■ **Task instructions**
Please continue the article on astaxanthin and skin from where it stops, after the sentence about the 6mg and 12mg doses.

Dietary supplementation with astaxanthin may protect the skin from the harmful effects of UV radiation says a new study.
A study conducted over a 16 week period comprising 65 healthy women between the age of 35 and 60 found that astaxanthin (pronounced "asta-ZAN-thin") may protect women against wrinkles and loss of skin moisture, as well as improving skin elasticity, compared to a placebo.
The study, published in the Journal of Clinical Biochemistry and Nutrition, reported:
"Long term astaxanthin supplementation may prophylactically inhibit skin deterioration induced over time by environmental damage and consequently retard the skin ageing process via it's anti-inflammatory effect."
Astaxanthin is a remarkably powerful free radical scavenger
It is important to note that the results of the study did not reveal a reversal of skin changes that pre-existed but rather astaxanthin was able to suppress the deterioration of the skin that developed over the course of the trial.
Mark Miller, a doctor commenting independently on the study, said:
"Astaxanthin is a cartenoid with the enigma of being a remarkably powerful free radical scavenger but yet whose dietary sources are limited.This study is further evidence that we need to seriously consider supplemental sources of astaxanthin, here to negate the damaging, pro-inflammatory effects of UV radiation."
The women involved in the study were randomly assigned to receive either a 6mg or 12mg dose of astaxanthin or a placebo daily over a period of 16 weeks.

■ **Information shown**
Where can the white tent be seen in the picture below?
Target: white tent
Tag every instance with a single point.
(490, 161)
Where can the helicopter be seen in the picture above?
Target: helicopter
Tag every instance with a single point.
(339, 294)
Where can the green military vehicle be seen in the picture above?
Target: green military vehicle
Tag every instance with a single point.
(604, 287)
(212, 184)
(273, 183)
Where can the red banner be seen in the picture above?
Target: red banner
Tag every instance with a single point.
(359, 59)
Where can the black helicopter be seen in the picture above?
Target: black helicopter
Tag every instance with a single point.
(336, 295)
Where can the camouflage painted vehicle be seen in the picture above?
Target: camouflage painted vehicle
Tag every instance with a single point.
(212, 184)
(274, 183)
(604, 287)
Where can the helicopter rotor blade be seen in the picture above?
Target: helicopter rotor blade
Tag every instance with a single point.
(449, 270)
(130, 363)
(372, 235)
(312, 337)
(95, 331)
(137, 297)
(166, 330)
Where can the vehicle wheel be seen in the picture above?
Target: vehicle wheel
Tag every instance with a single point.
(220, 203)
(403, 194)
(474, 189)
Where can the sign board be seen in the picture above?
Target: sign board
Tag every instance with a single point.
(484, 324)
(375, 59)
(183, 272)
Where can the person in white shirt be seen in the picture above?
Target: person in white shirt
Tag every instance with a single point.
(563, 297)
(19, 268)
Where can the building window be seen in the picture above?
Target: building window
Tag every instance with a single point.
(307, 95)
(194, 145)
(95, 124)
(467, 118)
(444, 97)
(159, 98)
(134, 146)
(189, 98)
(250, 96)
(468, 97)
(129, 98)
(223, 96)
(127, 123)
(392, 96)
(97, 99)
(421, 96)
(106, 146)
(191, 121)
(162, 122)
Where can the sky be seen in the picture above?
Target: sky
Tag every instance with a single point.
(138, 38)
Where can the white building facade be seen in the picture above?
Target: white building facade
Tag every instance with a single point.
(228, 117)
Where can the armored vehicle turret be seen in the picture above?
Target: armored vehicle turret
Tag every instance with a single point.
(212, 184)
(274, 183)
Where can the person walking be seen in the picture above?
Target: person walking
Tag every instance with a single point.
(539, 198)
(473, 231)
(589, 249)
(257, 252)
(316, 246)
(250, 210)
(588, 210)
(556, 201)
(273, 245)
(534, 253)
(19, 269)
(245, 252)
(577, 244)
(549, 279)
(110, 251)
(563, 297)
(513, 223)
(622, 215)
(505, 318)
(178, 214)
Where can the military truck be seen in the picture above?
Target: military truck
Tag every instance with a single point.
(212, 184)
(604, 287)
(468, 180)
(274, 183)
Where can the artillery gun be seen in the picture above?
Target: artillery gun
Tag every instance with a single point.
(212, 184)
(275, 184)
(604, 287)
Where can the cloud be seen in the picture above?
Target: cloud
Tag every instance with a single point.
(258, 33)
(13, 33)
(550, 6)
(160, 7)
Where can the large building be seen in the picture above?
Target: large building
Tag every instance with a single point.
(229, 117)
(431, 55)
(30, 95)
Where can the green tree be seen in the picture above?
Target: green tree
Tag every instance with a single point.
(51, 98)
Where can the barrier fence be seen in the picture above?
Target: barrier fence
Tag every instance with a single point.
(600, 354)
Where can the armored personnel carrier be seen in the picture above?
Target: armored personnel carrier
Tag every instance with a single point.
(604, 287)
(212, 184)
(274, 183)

■ **Task output**
The results of the study found that women taking the placebo experienced a worsening of wrinkles and skin moisture, while the astaxanthin suppressed these effects.
The levels of a pro-inflammatory marker increased in both the placebo and low dose astaxanthin groups but there were no increase in the 12 mg astaxanthin group.
Additional data from parallel studies conducted on cultured skin cells within a lab showed that astaxanthin inhibited the production of inflammatory compounds from skin cells upon exposure to UVB radiation.
The results showed that astaxanthin suppressed the effect of an enzyme that degrades collagen with the connective tissue matrix of the skin. Dr Miller called this data intriguing, commenting further to say:
"In essence, UVB radiation causes an inflammatory response in cells in the epidermis (the outer layer of the skin) that can leach in to the dermis (the deeper layers of the skin) and provoke further consequences and reactions that drive wrinkles and breakdown of the skin matrix. Astaxanthin was effect in suppressing this response."